## WHAT YOU SHOULD DO
An exact reproduction of the entries is needed. Keep all pictures out of it.

## PROVIDED ENTRIES
--

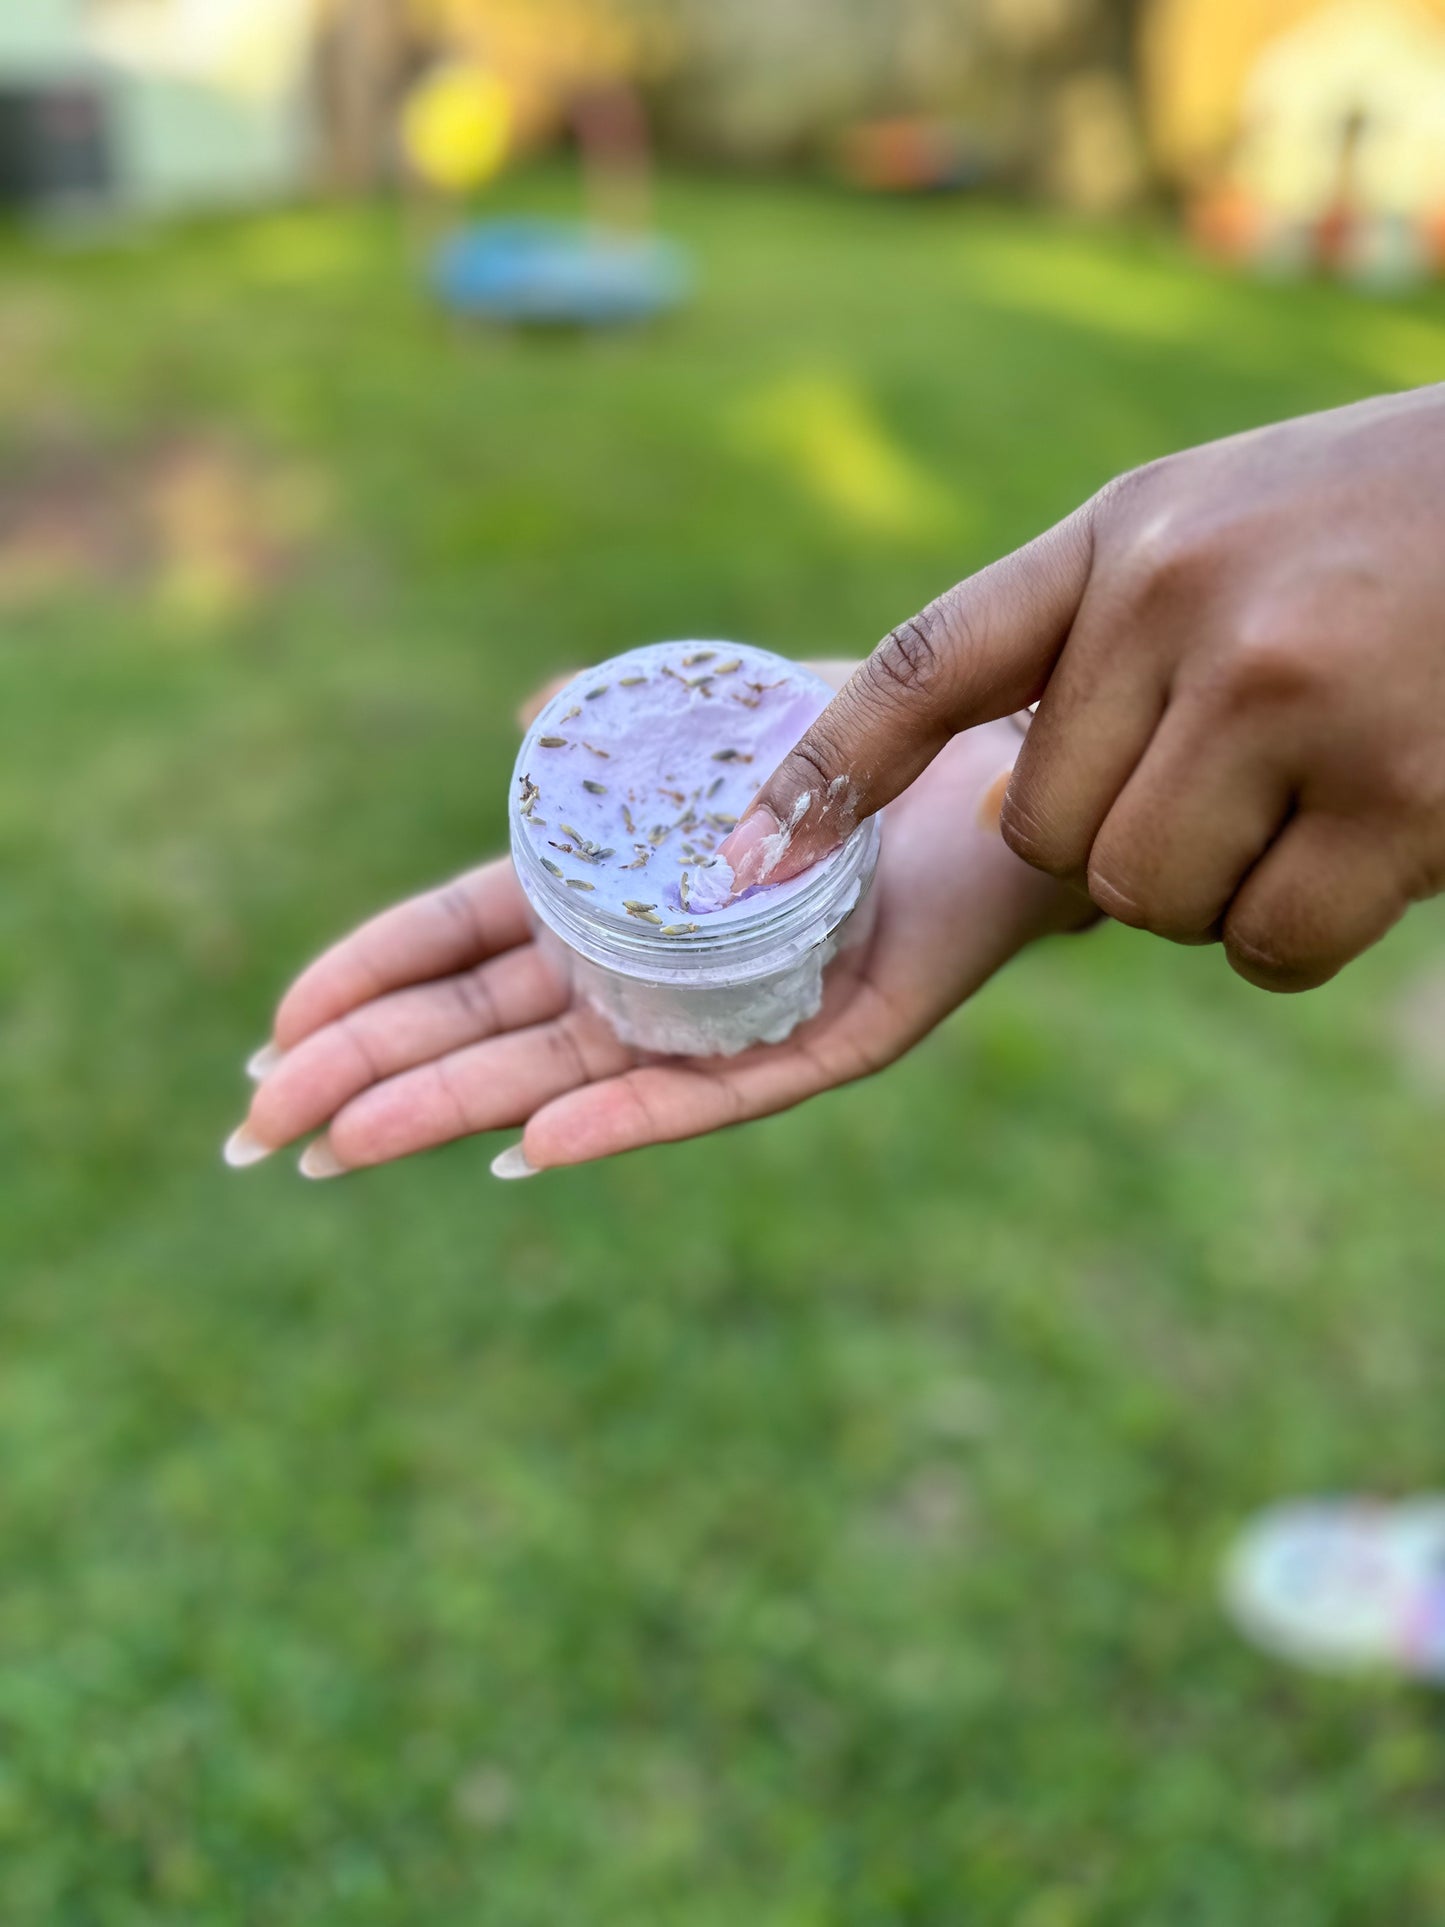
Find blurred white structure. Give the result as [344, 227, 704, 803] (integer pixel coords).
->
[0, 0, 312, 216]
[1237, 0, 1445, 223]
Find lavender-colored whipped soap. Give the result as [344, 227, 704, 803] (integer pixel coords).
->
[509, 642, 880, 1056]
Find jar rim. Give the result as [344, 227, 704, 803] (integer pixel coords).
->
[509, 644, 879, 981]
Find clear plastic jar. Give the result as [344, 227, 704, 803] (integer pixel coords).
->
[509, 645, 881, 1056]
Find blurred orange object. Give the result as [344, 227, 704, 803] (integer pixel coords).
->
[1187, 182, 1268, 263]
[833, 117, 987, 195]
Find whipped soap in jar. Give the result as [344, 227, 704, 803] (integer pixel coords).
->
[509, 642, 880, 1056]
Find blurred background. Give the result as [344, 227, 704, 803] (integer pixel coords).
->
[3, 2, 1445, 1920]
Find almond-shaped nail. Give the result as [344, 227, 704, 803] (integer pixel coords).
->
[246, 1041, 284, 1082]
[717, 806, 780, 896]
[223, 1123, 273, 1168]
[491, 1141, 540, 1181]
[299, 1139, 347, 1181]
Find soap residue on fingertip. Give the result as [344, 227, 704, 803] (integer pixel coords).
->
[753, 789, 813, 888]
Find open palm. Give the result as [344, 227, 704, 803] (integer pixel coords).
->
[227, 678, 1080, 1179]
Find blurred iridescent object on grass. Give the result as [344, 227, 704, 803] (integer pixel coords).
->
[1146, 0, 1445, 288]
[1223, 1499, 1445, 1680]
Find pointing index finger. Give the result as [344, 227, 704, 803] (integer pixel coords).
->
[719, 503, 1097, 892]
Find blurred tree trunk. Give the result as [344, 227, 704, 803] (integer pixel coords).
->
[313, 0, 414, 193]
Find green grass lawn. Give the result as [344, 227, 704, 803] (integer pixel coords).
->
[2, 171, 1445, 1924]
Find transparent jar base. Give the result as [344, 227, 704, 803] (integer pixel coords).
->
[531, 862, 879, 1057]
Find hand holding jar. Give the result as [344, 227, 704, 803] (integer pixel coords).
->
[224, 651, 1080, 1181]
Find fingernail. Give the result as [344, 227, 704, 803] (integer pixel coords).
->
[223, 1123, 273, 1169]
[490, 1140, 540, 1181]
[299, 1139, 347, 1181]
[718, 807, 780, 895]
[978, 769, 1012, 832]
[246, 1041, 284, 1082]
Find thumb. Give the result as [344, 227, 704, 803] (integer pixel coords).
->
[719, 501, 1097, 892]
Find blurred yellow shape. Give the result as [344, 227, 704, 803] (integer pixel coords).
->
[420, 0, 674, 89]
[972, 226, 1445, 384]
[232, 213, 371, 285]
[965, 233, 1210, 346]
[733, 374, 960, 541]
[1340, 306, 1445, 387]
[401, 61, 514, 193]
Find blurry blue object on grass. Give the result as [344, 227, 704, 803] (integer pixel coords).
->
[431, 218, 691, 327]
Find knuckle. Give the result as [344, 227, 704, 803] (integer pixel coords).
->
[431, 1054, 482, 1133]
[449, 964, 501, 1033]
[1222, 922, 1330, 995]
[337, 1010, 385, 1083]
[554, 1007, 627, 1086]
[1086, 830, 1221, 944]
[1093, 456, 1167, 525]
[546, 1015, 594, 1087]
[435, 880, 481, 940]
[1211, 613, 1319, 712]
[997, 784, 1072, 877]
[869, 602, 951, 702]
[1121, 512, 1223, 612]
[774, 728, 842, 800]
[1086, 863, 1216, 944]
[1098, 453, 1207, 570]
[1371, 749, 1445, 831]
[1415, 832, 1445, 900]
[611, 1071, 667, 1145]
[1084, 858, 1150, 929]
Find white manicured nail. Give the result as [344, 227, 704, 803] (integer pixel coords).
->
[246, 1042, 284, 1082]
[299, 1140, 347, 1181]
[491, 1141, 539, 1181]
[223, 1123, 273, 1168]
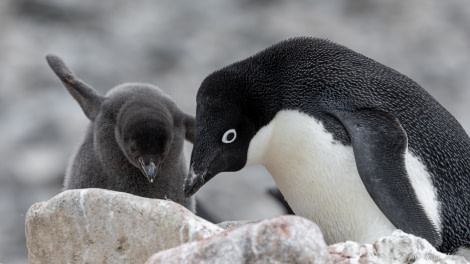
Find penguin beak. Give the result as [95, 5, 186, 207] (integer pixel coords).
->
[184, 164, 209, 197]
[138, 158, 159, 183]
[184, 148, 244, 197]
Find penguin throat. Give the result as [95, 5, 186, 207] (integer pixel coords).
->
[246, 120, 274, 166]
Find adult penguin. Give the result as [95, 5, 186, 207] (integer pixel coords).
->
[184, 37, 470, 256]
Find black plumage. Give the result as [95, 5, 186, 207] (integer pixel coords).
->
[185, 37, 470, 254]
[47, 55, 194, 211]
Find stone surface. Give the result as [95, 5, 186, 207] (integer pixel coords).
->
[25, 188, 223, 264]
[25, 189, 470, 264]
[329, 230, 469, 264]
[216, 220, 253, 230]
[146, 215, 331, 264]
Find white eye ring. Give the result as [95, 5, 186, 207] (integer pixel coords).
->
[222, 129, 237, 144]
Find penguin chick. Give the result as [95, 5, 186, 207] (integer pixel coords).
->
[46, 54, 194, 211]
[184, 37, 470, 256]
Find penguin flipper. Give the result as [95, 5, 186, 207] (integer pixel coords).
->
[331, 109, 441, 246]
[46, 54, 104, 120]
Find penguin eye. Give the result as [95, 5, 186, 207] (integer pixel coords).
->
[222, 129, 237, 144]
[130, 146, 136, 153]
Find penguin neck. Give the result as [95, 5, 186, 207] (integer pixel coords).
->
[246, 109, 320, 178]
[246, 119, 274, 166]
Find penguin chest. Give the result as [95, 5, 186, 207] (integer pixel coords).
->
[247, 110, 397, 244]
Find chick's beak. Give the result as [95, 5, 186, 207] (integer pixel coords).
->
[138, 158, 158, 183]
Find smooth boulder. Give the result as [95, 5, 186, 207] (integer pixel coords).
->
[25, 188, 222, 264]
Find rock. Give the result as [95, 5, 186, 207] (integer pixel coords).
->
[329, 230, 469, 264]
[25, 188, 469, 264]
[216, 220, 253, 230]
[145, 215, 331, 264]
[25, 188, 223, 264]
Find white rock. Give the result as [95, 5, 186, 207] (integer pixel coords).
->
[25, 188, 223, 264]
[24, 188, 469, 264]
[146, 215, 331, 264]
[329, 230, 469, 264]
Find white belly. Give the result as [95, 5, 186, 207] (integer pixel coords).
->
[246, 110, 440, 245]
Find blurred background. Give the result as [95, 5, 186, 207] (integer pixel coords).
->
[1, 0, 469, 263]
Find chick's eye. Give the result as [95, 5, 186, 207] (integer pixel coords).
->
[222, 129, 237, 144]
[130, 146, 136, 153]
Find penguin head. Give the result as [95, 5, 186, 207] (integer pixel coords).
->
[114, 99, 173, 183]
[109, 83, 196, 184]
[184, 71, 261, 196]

--

## EXPECTED OUTPUT
Find blurred white structure. Give the result as [344, 227, 704, 803] (integer pixel coords).
->
[0, 0, 312, 216]
[1237, 0, 1445, 223]
Find lavender-colored whipped soap. Give the result as [344, 227, 704, 803] (integer pixel coords).
->
[509, 642, 880, 1056]
Find jar rim. Give the result as [344, 227, 704, 803] (integer pixel coords).
->
[509, 644, 879, 981]
Find clear plastic jar. Give the result as [344, 227, 704, 803] (integer pixel coords).
->
[509, 645, 881, 1056]
Find blurred orange object. Give the result as [344, 227, 704, 803] (integer pixel coords).
->
[1187, 182, 1268, 263]
[833, 117, 987, 195]
Find whipped soap in jar. Give the result as [344, 227, 704, 803] (integer pixel coords).
->
[509, 642, 880, 1056]
Find blurred background. Give the result as [344, 227, 704, 803] (integer pixel coords).
->
[3, 2, 1445, 1920]
Find almond-shaped nail. Give the result as [344, 227, 704, 803] (integer pixel coords).
->
[246, 1041, 284, 1082]
[717, 806, 780, 896]
[223, 1123, 273, 1168]
[491, 1141, 540, 1181]
[299, 1139, 347, 1181]
Find soap residue on fingertip. Give the result as [344, 227, 704, 803] (integer pixel coords).
->
[753, 789, 813, 888]
Find open palm. Give the result as [344, 227, 704, 803] (integer pixel coords).
->
[227, 678, 1080, 1179]
Find blurred iridescent object on grass. Give the result as [344, 227, 704, 803] (integer pixel coords).
->
[1146, 0, 1445, 288]
[1223, 1499, 1445, 1680]
Find pointing index finger. Give the result as [344, 227, 704, 803] (integer pixel coords).
->
[719, 503, 1097, 892]
Find blurred tree trunk. Give the result as [344, 227, 704, 803] (integer pixel coords).
->
[313, 0, 414, 193]
Find green grass lawn. Give the result as [344, 227, 704, 803] (integer pixel coords).
->
[2, 171, 1445, 1924]
Find transparent jar base. Give the result as [344, 227, 704, 803] (integer pixel coords).
->
[531, 862, 879, 1057]
Find hand holding jar. Give the result as [344, 227, 704, 803] (integer pixel coords).
->
[224, 651, 1080, 1181]
Find fingernail. Give the result as [344, 227, 704, 803] (integer pixel coords).
->
[223, 1123, 273, 1169]
[490, 1140, 540, 1181]
[299, 1139, 347, 1181]
[718, 807, 780, 895]
[978, 769, 1012, 832]
[246, 1041, 284, 1082]
Find thumb. Give the result as [344, 227, 704, 803] (integer pixel coords).
->
[719, 501, 1097, 892]
Find blurred yellow shape. Give the result as [344, 227, 704, 803] (integer pixel coords).
->
[420, 0, 674, 89]
[972, 226, 1445, 384]
[232, 213, 371, 285]
[965, 233, 1210, 346]
[733, 374, 960, 541]
[1340, 306, 1445, 387]
[401, 61, 514, 193]
Find blurry blue object on grass. Give the result as [344, 227, 704, 803] (integer pixel coords).
->
[431, 218, 691, 327]
Find knuckle. Give the result as [344, 227, 704, 803] (integer pixel coords).
->
[431, 1054, 482, 1133]
[449, 964, 501, 1033]
[1222, 922, 1330, 995]
[337, 1010, 385, 1083]
[554, 1007, 627, 1086]
[1086, 830, 1221, 944]
[1093, 456, 1167, 525]
[546, 1015, 594, 1087]
[435, 880, 481, 940]
[1211, 613, 1319, 712]
[997, 784, 1072, 877]
[869, 602, 951, 702]
[1121, 512, 1223, 612]
[774, 728, 842, 800]
[1086, 863, 1216, 944]
[1098, 453, 1207, 570]
[1371, 749, 1445, 831]
[1415, 832, 1445, 900]
[611, 1071, 667, 1145]
[1084, 858, 1150, 929]
Find white manicured nail. Give the result as [344, 227, 704, 803] (integer pixel coords).
->
[246, 1042, 284, 1082]
[299, 1140, 347, 1181]
[491, 1141, 539, 1181]
[223, 1123, 273, 1168]
Find penguin beak. Give the result as [95, 5, 186, 207] (integer pixel coords).
->
[184, 164, 209, 197]
[138, 158, 159, 183]
[184, 148, 244, 197]
Find penguin throat. Give the result as [95, 5, 186, 207] (integer pixel coords).
->
[246, 120, 274, 166]
Find adult penguin. Give the result as [95, 5, 186, 207] (integer pixel coords).
->
[184, 37, 470, 256]
Find black plumage. Give the result as [95, 5, 186, 207] (integer pixel coords).
->
[185, 37, 470, 254]
[47, 55, 194, 211]
Find stone surface. Give the result as [95, 5, 186, 207] (integer pixel coords).
->
[25, 188, 223, 264]
[25, 189, 470, 264]
[329, 230, 469, 264]
[216, 220, 253, 230]
[146, 215, 331, 264]
Find white eye ring. Give the result as [95, 5, 186, 207] (integer pixel coords).
->
[222, 129, 237, 144]
Find penguin chick. Give the result as [95, 5, 186, 207] (integer pixel coords).
->
[46, 54, 194, 211]
[184, 37, 470, 256]
Find penguin flipper. Give the result as [95, 5, 186, 207] (integer pixel coords).
->
[331, 109, 441, 246]
[46, 54, 104, 120]
Find penguin eye. Give the result as [95, 5, 186, 207] (integer pixel coords).
->
[222, 129, 237, 144]
[130, 146, 136, 153]
Find penguin neck. Give the result as [95, 5, 186, 207] (integer pixel coords).
->
[246, 109, 320, 178]
[246, 119, 274, 166]
Find penguin chest. Give the result as [95, 5, 186, 207] (integer pixel coords).
->
[247, 110, 397, 244]
Find chick's beak. Give the result as [95, 5, 186, 207] (integer pixel coords).
->
[138, 158, 158, 183]
Find smooth boulder. Give the result as [95, 5, 186, 207] (integer pixel coords).
->
[25, 188, 222, 264]
Find rock. Give the result as [95, 5, 186, 207] (integer pixel coords).
->
[329, 230, 469, 264]
[25, 188, 469, 264]
[216, 220, 253, 230]
[145, 215, 331, 264]
[25, 188, 223, 264]
Find white rock. Give the result as [95, 5, 186, 207] (integer pixel coords).
->
[25, 188, 223, 264]
[24, 188, 469, 264]
[146, 215, 331, 264]
[329, 230, 469, 264]
Find white belly. Give the result as [95, 5, 186, 207] (integer pixel coords).
->
[246, 110, 440, 245]
Find blurred background. Give the result as [95, 5, 186, 207] (integer pixel coords).
->
[1, 0, 469, 263]
Find chick's eye. Give the result as [95, 5, 186, 207] (integer pixel coords).
->
[222, 129, 237, 144]
[130, 146, 136, 153]
Find penguin head. Give the result as [95, 5, 186, 207] (integer pixel coords).
->
[114, 99, 173, 183]
[109, 83, 196, 184]
[184, 71, 261, 196]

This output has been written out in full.